** 任务要求 **
请从下面含有"in navy suit"的那一行开始，到这些行的最后一行结束，首尾两行都算在内，把这一段重新写一遍，里面的标注要求也照写。答案里的每个坐标数值都加上37。

来自数据源的条目:
━━━

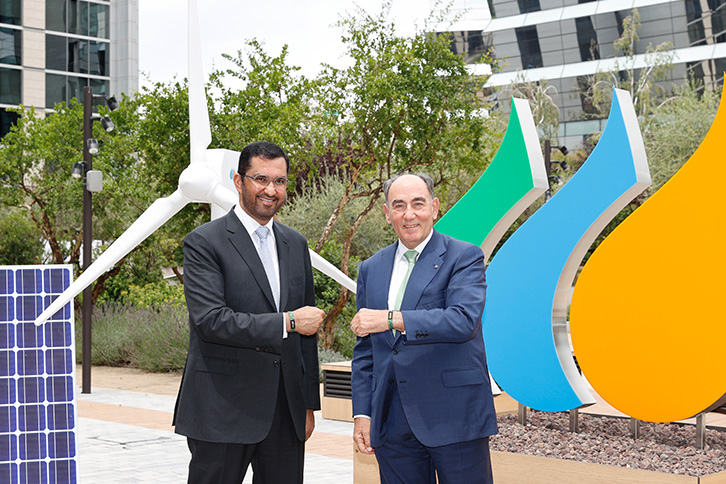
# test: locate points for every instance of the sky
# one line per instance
(306, 26)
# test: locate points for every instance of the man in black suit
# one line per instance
(250, 384)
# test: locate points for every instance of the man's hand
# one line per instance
(368, 321)
(362, 435)
(309, 424)
(307, 320)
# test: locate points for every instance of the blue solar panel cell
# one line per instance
(32, 418)
(8, 419)
(7, 309)
(37, 372)
(7, 338)
(7, 281)
(61, 416)
(62, 471)
(57, 334)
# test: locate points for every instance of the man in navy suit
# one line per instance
(421, 395)
(250, 384)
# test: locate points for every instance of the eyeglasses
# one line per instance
(263, 180)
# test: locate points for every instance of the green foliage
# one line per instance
(20, 240)
(310, 211)
(152, 339)
(676, 128)
(160, 337)
(156, 294)
(327, 292)
(542, 98)
(641, 83)
(111, 341)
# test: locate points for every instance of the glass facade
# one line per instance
(76, 46)
(10, 12)
(7, 120)
(10, 86)
(558, 38)
(63, 88)
(77, 51)
(77, 17)
(10, 46)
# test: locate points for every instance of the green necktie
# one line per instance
(410, 256)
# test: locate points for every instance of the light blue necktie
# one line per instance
(266, 257)
(410, 256)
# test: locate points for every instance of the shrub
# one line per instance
(111, 342)
(159, 294)
(21, 242)
(160, 337)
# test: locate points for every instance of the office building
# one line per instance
(51, 49)
(565, 41)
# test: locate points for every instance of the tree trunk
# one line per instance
(327, 335)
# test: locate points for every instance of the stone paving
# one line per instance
(126, 437)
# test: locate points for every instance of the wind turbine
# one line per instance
(207, 179)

━━━

** 最终结果 **
# test: locate points for every instance of the man in navy suit
# one line per instance
(458, 432)
(287, 421)
# test: locate points for every instance of the eyeglasses
# one line per instance
(300, 217)
# test: locate points for every instance of the green foliage
# one line per instance
(57, 277)
(347, 248)
(189, 376)
(713, 165)
(197, 374)
(193, 331)
(364, 329)
(579, 135)
(678, 120)
(148, 378)
# test: locate points for every instance of the glass facade
# one line per instance
(113, 83)
(47, 49)
(44, 157)
(47, 123)
(595, 75)
(100, 125)
(114, 88)
(114, 54)
(47, 83)
# test: locate points for every instance of the green necktie
# one line per instance
(447, 293)
# test: locate points for every instance of the light blue necktie
# one line per instance
(303, 294)
(447, 293)
# test: locate points for every instance of the shrub
# one line per instance
(148, 379)
(196, 331)
(58, 279)
(197, 374)
# test: locate points for every instance of the office building
# one line per instance
(88, 86)
(602, 78)
# test: locate points for every instance of the tree trunk
# one line per instance
(364, 372)
# test: locate points for every instance of the stone paving
# one line per instance
(163, 474)
# test: locate points for every instance of the wind turbine
# one line per instance
(244, 216)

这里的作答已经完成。